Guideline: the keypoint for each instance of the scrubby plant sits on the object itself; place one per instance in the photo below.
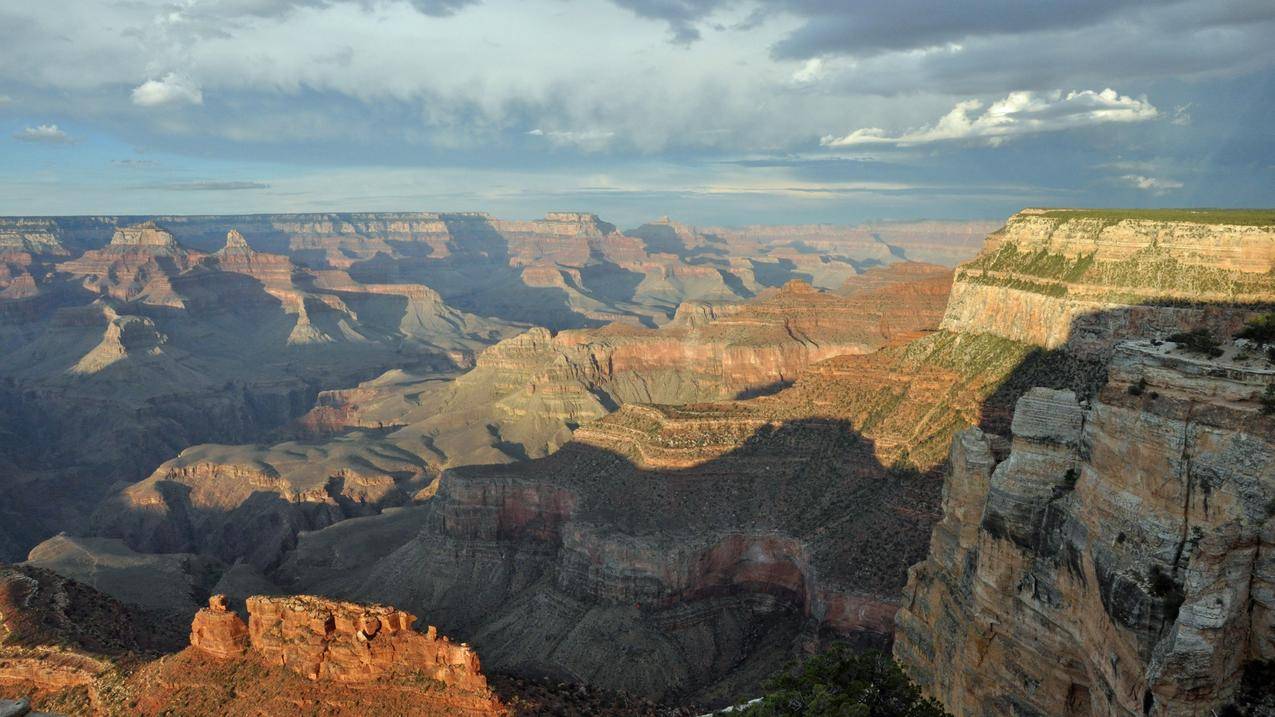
(1267, 399)
(1259, 329)
(840, 683)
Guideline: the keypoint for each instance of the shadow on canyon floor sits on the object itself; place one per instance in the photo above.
(662, 530)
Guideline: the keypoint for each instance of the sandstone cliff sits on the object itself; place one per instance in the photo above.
(1063, 278)
(1117, 560)
(73, 651)
(1111, 560)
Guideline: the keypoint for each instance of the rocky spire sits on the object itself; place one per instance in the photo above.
(235, 243)
(147, 234)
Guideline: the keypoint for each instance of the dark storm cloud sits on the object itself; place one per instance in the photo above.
(269, 8)
(837, 27)
(681, 15)
(207, 185)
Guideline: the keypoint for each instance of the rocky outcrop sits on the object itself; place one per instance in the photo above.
(346, 642)
(249, 503)
(218, 632)
(1067, 278)
(75, 651)
(355, 646)
(139, 264)
(528, 393)
(1117, 560)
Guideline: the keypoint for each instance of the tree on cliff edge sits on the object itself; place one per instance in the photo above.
(840, 683)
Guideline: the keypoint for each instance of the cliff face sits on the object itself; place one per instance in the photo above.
(1058, 278)
(1118, 560)
(74, 651)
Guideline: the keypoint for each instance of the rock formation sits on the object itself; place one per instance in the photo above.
(1113, 558)
(523, 399)
(218, 632)
(74, 651)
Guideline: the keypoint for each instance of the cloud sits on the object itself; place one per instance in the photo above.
(808, 72)
(208, 185)
(134, 163)
(837, 27)
(1182, 115)
(1151, 184)
(590, 139)
(681, 15)
(43, 134)
(1021, 112)
(172, 89)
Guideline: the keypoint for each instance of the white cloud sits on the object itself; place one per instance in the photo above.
(1182, 115)
(589, 140)
(43, 134)
(1151, 184)
(808, 72)
(172, 89)
(1020, 112)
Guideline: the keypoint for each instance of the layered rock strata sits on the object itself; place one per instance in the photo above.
(330, 641)
(1117, 560)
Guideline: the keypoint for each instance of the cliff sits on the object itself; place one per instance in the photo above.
(1117, 560)
(1083, 280)
(72, 650)
(384, 442)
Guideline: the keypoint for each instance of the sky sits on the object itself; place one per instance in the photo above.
(710, 111)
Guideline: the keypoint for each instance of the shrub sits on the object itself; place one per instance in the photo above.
(1259, 329)
(1267, 399)
(1197, 341)
(843, 683)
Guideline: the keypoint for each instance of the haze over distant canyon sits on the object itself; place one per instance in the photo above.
(636, 359)
(721, 449)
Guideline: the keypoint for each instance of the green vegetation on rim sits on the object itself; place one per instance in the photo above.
(1239, 217)
(843, 684)
(1149, 268)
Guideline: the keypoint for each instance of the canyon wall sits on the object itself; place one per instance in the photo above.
(1112, 554)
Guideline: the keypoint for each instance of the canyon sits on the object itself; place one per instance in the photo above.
(125, 337)
(1023, 477)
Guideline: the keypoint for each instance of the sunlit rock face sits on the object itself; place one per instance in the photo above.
(1065, 280)
(1118, 559)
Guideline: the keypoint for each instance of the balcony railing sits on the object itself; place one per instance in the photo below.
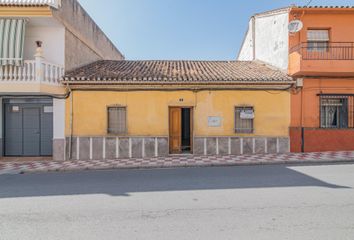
(325, 50)
(32, 71)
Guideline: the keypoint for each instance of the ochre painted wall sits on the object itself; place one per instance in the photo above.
(147, 111)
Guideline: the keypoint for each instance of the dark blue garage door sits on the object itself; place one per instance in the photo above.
(28, 127)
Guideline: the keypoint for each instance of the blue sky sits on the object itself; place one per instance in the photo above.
(182, 29)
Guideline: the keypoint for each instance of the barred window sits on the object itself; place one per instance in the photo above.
(117, 120)
(318, 40)
(334, 112)
(244, 117)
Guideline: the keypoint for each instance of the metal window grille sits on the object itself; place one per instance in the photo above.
(318, 40)
(243, 125)
(337, 111)
(117, 120)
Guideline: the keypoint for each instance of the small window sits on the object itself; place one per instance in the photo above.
(117, 120)
(334, 112)
(244, 117)
(318, 40)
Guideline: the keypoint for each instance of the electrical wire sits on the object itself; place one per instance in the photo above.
(308, 4)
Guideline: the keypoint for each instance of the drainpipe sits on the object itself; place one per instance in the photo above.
(302, 126)
(253, 19)
(71, 121)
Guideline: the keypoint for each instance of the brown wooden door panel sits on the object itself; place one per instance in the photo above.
(175, 130)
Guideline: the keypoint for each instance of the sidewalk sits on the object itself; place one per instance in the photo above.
(174, 161)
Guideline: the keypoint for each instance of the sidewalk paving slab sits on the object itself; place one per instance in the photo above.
(16, 167)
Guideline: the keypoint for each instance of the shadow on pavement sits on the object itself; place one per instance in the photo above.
(123, 182)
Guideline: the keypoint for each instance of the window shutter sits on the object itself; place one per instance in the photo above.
(117, 120)
(243, 124)
(318, 35)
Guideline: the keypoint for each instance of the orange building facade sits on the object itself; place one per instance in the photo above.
(321, 56)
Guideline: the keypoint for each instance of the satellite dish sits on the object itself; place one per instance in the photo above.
(295, 26)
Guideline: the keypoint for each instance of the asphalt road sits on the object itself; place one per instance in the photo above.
(257, 202)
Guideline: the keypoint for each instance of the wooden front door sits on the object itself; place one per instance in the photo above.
(175, 130)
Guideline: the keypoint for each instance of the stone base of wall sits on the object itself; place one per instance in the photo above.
(95, 148)
(240, 145)
(58, 149)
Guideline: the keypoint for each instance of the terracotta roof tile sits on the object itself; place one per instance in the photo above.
(177, 72)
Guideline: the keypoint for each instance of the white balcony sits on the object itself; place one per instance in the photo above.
(53, 3)
(33, 76)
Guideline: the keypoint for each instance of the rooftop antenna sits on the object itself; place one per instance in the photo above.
(308, 4)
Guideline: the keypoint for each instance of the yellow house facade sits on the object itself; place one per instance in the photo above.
(122, 109)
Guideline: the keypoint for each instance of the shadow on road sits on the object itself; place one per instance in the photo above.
(123, 182)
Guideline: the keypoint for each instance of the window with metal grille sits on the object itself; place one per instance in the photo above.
(337, 111)
(117, 120)
(244, 117)
(318, 40)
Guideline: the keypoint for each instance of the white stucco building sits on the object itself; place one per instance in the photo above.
(39, 41)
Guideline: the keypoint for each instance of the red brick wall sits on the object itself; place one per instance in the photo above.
(318, 140)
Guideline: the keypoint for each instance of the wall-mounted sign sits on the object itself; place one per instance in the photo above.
(48, 109)
(214, 121)
(15, 108)
(247, 114)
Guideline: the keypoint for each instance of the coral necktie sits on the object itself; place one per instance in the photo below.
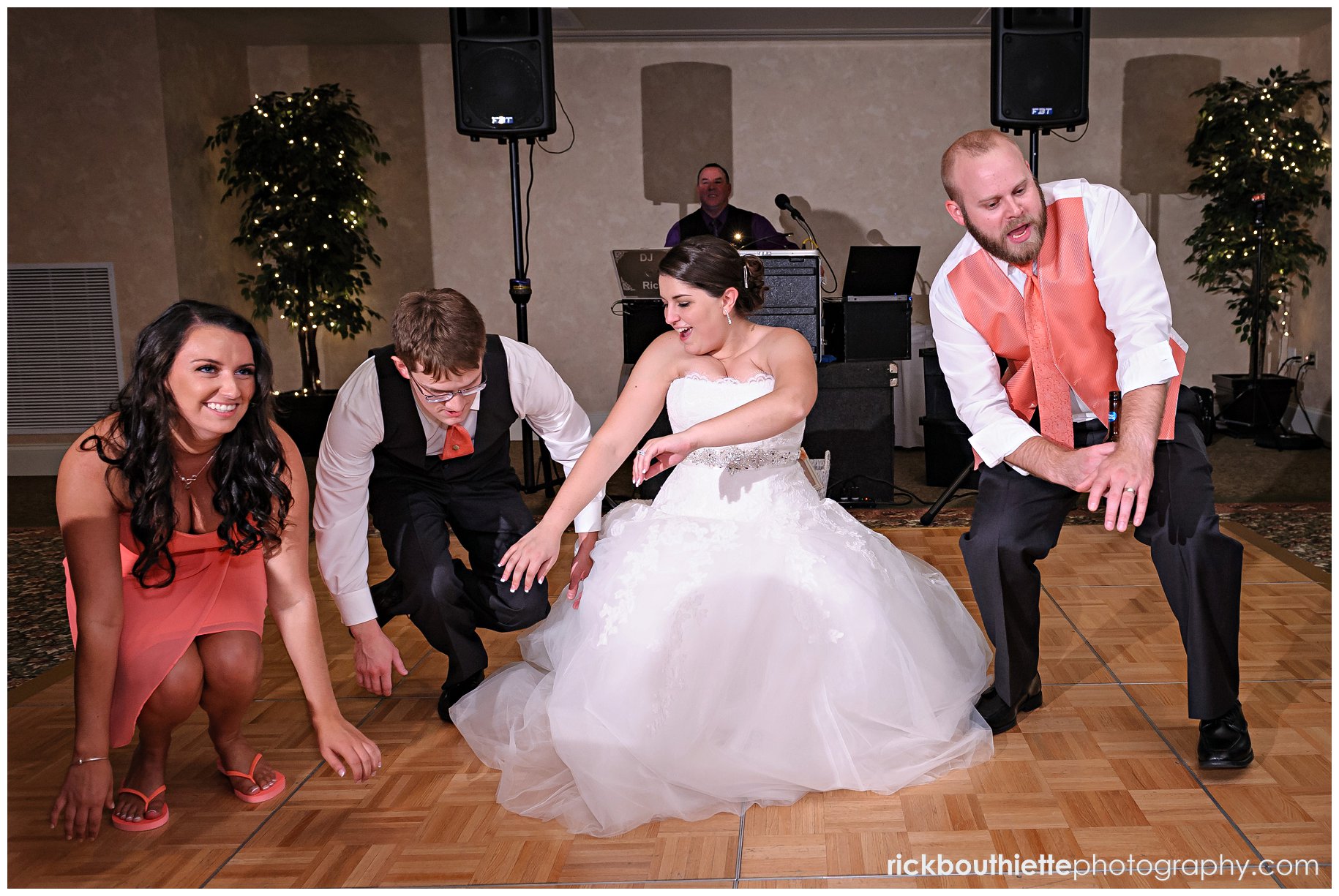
(1053, 391)
(458, 443)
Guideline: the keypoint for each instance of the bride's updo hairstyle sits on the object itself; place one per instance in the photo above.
(714, 266)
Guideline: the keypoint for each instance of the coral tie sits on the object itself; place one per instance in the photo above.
(1053, 391)
(458, 443)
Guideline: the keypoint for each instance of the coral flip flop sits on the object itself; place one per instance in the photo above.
(145, 824)
(260, 796)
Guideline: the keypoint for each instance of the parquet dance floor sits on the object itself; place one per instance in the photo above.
(1105, 769)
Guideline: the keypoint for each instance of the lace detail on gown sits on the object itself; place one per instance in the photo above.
(740, 642)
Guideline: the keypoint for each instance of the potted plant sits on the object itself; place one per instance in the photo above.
(296, 162)
(1263, 165)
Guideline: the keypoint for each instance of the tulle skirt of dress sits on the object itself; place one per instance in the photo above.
(734, 651)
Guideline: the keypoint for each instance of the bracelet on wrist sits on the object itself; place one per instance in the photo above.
(93, 758)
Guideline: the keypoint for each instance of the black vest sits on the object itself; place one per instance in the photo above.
(737, 222)
(403, 449)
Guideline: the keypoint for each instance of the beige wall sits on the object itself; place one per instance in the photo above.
(852, 130)
(89, 176)
(204, 79)
(1311, 320)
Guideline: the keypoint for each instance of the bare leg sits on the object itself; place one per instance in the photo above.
(232, 663)
(170, 705)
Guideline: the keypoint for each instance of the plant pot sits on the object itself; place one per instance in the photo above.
(1245, 406)
(304, 417)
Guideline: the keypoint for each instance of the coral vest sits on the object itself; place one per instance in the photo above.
(1084, 347)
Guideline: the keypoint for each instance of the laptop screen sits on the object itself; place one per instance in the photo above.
(880, 271)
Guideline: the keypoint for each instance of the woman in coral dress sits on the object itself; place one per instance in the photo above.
(740, 641)
(184, 515)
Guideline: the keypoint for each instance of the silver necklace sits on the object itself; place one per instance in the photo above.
(190, 481)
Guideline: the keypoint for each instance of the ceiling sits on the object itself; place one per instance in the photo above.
(425, 26)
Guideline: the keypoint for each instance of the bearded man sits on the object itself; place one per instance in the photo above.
(1062, 280)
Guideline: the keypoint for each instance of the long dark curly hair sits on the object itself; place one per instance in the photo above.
(248, 467)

§

What you need to do: Please put the lines into a Markdown table with the columns Number and Line, starting with the line that contains "Guideline: the keypoint for each instance of the tulle" and going on through the line that contains "(1062, 280)", both included. Leave out any blank lines.

Final result:
| Number | Line |
|---|---|
| 1 | Guideline: the keypoint for each instance of the tulle skirt of dress sits on the object itself; place one per instance in the photo above. |
| 2 | (734, 651) |
| 3 | Guideline: the keypoint for each instance of the bracelet on wrist sits on the object itself; place one per instance in the photo above. |
| 4 | (93, 758) |
| 5 | Guideline: the keypoint for each instance of the black vest sits on the object itself; place one per instance in the photo above. |
| 6 | (737, 222) |
| 7 | (403, 449) |
| 8 | Guideline: the keypoint for each instance of the beige wall sits on the object itself; place one per instance in the photo above. |
| 9 | (852, 130) |
| 10 | (89, 176) |
| 11 | (204, 79) |
| 12 | (1311, 320) |
| 13 | Guideline: the keypoint for each instance of the bare leg sits on the object itself; place one per instance in the photo above. |
| 14 | (232, 663) |
| 15 | (170, 705) |
| 16 | Guideline: the keypoint for each instance of the plant pot sits on the object itself; place one per instance in the photo above. |
| 17 | (1245, 406) |
| 18 | (304, 417) |
| 19 | Guideline: the keypoint for each instance of the coral vest sits on the object itself; place one per instance in the photo above. |
| 20 | (1084, 347) |
| 21 | Guideline: the keypoint for each instance of the laptop screen sits on the object itself; place one per instance in the photo above. |
| 22 | (880, 271) |
| 23 | Guideline: the keypoint for each instance of the woman in coral dress sits on the object itself; place one per instance in the photo above. |
| 24 | (740, 641) |
| 25 | (184, 515) |
| 26 | Guideline: the keypoint for each instance of the silver necklace sits on the object itself; place one per instance in the photo above. |
| 27 | (190, 481) |
| 28 | Guideline: the keypoint for each instance of the ceiling sits on the object itself; place one per instance in the photo above. |
| 29 | (425, 26) |
| 30 | Guideline: the keypoint for each instance of the bearded man sits on the object itself; place one per instance in the photo above. |
| 31 | (1062, 280) |